- Task instructions
Output the rows as a Markdown table with the columns "Nr" and "Line", numbering each row and omitting blank lines. Begin at the row that contains "of the thin" and stop after the row that contains "pixel 830 588".

- Exercise inputs

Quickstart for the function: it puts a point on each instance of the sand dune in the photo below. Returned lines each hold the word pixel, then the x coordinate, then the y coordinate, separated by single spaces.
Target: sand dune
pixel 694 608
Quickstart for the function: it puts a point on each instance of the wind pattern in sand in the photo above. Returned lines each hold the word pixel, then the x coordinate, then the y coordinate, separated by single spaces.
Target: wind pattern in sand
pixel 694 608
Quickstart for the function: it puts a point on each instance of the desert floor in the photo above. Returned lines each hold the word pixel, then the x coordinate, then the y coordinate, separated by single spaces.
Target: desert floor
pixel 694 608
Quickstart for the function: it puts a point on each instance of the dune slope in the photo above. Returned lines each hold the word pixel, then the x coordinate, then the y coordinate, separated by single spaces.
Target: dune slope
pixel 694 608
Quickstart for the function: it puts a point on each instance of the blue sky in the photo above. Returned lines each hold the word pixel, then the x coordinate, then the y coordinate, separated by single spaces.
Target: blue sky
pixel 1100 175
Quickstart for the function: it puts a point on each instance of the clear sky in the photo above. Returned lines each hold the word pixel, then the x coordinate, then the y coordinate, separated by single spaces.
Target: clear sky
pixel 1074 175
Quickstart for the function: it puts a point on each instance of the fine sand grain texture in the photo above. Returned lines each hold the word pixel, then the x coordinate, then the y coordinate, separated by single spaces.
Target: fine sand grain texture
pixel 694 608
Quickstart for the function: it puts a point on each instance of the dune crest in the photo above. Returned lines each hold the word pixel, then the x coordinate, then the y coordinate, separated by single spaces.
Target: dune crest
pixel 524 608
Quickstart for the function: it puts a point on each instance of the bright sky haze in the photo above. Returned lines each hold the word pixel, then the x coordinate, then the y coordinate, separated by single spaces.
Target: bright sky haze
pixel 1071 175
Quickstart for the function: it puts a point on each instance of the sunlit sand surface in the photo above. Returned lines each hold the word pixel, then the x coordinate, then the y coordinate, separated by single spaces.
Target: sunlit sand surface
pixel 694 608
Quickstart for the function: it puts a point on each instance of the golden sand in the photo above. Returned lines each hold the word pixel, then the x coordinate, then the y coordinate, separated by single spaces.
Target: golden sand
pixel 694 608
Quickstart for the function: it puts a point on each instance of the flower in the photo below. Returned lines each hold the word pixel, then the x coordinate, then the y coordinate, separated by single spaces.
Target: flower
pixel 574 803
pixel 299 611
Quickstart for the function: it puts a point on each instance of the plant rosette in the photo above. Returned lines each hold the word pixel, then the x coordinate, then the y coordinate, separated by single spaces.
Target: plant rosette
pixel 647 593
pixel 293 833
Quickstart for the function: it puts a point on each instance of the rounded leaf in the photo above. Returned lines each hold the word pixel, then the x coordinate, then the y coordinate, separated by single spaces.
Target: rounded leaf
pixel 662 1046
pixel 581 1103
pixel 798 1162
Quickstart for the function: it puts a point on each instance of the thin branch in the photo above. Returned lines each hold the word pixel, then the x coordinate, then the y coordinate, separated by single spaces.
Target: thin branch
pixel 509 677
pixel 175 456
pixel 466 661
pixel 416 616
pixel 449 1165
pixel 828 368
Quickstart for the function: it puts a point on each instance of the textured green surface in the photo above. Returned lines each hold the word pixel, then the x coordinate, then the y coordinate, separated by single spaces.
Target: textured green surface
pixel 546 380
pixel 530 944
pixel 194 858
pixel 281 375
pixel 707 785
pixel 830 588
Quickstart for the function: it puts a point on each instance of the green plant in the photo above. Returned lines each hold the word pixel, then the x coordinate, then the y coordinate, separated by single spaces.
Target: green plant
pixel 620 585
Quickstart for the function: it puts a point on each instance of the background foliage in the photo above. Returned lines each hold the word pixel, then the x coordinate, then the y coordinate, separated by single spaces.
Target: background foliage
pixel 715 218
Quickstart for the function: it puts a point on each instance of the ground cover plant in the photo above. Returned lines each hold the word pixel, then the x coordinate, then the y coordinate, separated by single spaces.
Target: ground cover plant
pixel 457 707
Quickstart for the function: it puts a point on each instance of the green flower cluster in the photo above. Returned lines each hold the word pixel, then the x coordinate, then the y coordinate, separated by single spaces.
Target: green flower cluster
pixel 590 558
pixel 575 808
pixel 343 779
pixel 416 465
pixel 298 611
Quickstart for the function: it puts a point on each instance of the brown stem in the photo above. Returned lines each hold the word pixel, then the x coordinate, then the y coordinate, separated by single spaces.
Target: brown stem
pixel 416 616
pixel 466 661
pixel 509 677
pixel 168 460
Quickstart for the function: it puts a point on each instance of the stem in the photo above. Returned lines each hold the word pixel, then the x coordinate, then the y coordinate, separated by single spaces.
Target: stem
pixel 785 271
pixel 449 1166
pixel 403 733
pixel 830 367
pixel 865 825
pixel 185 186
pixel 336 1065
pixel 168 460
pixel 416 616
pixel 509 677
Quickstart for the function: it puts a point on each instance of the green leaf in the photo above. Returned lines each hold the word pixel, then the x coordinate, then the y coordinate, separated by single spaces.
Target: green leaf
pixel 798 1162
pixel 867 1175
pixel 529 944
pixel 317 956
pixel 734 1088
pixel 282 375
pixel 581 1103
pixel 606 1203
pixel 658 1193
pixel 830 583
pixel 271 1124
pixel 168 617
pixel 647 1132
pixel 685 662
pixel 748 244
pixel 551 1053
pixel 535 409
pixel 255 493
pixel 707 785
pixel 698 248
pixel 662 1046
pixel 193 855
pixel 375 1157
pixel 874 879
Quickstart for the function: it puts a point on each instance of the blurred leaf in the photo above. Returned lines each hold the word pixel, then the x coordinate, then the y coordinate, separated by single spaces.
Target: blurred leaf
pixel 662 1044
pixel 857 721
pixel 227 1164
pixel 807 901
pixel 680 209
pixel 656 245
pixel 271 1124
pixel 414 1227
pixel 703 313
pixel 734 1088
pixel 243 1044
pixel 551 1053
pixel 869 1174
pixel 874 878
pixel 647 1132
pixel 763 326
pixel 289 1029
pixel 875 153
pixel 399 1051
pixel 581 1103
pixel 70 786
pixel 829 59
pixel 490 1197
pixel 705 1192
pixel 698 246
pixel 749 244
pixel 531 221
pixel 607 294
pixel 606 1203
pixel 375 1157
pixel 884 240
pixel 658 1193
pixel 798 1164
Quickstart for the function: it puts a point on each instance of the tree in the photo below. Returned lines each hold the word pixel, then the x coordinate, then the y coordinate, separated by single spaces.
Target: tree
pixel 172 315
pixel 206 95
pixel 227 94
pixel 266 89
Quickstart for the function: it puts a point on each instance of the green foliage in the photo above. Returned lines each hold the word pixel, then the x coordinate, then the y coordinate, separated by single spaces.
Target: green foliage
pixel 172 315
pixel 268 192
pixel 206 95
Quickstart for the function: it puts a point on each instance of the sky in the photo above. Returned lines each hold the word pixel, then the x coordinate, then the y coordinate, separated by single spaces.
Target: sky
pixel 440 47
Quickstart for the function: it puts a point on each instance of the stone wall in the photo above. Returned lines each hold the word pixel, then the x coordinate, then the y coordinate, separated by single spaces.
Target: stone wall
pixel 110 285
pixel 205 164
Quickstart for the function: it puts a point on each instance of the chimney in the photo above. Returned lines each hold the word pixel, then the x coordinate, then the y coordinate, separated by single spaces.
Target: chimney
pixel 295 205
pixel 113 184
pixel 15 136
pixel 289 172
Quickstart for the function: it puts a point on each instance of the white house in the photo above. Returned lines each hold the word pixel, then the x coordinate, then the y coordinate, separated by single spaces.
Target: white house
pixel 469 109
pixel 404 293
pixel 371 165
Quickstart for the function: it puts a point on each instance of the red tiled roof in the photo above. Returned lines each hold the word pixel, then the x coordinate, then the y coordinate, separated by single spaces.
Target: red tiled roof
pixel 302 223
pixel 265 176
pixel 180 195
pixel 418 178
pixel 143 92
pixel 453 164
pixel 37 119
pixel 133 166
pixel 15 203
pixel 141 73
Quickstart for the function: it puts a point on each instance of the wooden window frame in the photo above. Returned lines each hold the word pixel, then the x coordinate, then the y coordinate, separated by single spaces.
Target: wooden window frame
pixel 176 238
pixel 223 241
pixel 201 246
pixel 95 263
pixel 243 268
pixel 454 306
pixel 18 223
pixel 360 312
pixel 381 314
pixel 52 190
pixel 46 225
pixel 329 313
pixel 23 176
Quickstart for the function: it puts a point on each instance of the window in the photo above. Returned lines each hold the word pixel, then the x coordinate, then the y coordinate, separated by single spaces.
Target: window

- Reply
| Nr | Line |
|---|---|
| 1 | Quickstart for the function: it puts a point on each instance of the thin branch in the photo above. Returned lines each hold the word pixel, then the x coordinate, then the y coordinate, separated by single spaces. |
| 2 | Target: thin branch |
| 3 | pixel 509 677 |
| 4 | pixel 175 456 |
| 5 | pixel 466 661 |
| 6 | pixel 416 616 |
| 7 | pixel 449 1165 |
| 8 | pixel 828 368 |
| 9 | Quickstart for the function: it puts a point on each instance of the textured green surface in the photo above. Returned lines each hold the word pixel, then the x coordinate, then the y coordinate, separated by single spaces. |
| 10 | Target: textured green surface |
| 11 | pixel 546 380 |
| 12 | pixel 530 944 |
| 13 | pixel 194 858 |
| 14 | pixel 281 375 |
| 15 | pixel 707 785 |
| 16 | pixel 830 588 |